Task instructions
Retype every line of the records exactly.

Data records
════════════════════

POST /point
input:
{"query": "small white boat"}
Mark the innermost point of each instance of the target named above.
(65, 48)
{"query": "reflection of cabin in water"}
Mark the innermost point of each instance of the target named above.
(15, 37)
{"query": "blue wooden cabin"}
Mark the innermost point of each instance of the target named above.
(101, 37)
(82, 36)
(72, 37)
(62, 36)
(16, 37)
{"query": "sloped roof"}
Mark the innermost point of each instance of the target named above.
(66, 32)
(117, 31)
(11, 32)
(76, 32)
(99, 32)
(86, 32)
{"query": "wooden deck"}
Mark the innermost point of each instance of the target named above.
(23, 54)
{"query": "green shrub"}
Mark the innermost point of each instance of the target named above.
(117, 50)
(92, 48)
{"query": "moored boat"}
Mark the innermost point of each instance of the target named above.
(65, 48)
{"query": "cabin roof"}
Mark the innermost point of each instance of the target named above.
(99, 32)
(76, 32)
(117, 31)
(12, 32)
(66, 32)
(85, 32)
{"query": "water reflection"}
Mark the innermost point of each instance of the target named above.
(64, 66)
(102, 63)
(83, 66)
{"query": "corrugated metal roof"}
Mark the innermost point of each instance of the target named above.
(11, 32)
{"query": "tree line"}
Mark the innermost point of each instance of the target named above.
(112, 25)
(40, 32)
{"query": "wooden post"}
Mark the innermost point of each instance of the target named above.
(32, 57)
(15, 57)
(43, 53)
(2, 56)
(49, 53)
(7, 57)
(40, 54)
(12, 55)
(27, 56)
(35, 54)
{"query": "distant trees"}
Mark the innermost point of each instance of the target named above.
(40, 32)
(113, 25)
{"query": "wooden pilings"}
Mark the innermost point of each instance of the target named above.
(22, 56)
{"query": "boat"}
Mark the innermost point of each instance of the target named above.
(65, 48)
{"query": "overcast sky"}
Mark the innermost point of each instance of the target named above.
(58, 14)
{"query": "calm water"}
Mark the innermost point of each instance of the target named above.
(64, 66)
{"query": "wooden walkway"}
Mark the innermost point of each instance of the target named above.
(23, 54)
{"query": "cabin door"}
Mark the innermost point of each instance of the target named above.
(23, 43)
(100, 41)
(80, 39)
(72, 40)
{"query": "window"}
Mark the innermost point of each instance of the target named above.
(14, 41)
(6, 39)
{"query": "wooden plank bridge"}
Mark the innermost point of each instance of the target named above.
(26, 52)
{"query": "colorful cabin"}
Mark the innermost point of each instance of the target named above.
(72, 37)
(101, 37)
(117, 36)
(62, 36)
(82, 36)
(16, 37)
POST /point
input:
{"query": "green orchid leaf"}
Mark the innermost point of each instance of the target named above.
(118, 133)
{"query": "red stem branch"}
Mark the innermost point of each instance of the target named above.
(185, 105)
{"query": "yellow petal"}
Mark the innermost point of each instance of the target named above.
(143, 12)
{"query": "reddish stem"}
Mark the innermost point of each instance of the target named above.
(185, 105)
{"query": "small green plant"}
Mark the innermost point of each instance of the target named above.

════════════════════

Exercise result
POST /point
input:
{"query": "small white boat"}
Mark the innermost point of each instance of the target named above.
(65, 48)
{"query": "reflection of cabin in water"}
Mark the innermost point of each instance of the target named above.
(15, 37)
{"query": "blue wooden cabin"}
Mark the innermost point of each instance of the target named above.
(101, 37)
(82, 36)
(72, 37)
(62, 36)
(16, 37)
{"query": "sloped roof"}
Mark the innermost point of each instance of the target named above.
(66, 32)
(117, 31)
(11, 32)
(76, 32)
(99, 32)
(86, 32)
{"query": "wooden deck"}
Mark the innermost point of each instance of the target named above.
(23, 54)
{"query": "green shrub"}
Mark the innermost point of each instance of the target named above.
(117, 50)
(92, 48)
{"query": "moored boat"}
Mark the innermost point of each instance of the target named above.
(65, 48)
{"query": "cabin roof"}
Mark the innermost point of each instance of the target named above.
(99, 32)
(76, 32)
(117, 31)
(12, 32)
(66, 32)
(85, 32)
{"query": "water reflection"}
Mark the innermost point of each instance of the target named above.
(64, 66)
(102, 63)
(83, 66)
{"query": "corrugated metal roof"}
Mark the innermost point of each instance of the target named above.
(11, 32)
{"query": "tree line"}
Mark the innermost point of each instance of the target named above.
(112, 25)
(40, 32)
{"query": "wooden post"}
Mark the innermost point of each instance of the target named above.
(32, 57)
(15, 57)
(43, 53)
(2, 56)
(49, 53)
(7, 57)
(40, 54)
(12, 55)
(27, 56)
(35, 54)
{"query": "distant trees"}
Mark the innermost point of each instance of the target named above.
(40, 32)
(113, 25)
{"query": "wooden pilings"}
Mark the innermost point of each instance of the target named above.
(22, 56)
{"query": "boat"}
Mark the innermost point of each instance of the target named above.
(65, 48)
{"query": "overcast sky"}
Mark the innermost point of each instance of the target named above.
(58, 14)
{"query": "calm water"}
Mark the innermost point of each instance of the target named above.
(64, 66)
{"query": "wooden walkway"}
Mark the innermost point of each instance of the target named above.
(23, 54)
{"query": "cabin door"}
Mark the innermost point of each instance of the target named above.
(23, 43)
(100, 41)
(80, 39)
(72, 40)
{"query": "window"}
Mark the innermost point of each instance of the target named above.
(14, 41)
(6, 39)
{"query": "wooden plank bridge"}
Mark the innermost point of each instance of the target named above.
(26, 52)
{"query": "colorful cabin"}
Mark the innermost point of each instance of the target named above.
(72, 37)
(101, 37)
(117, 36)
(62, 36)
(82, 36)
(16, 37)
POST /point
input:
{"query": "green orchid leaf"}
Mark the innermost point of each instance of the target named above.
(118, 133)
{"query": "red stem branch"}
Mark the innermost point of each instance of the target named above.
(185, 105)
{"query": "yellow petal"}
Mark the innermost point of each instance of the target named above.
(143, 12)
{"query": "reddish stem"}
Mark the innermost point of each instance of the target named above.
(185, 105)
{"query": "small green plant"}
Mark the innermost point of each instance of the target named above.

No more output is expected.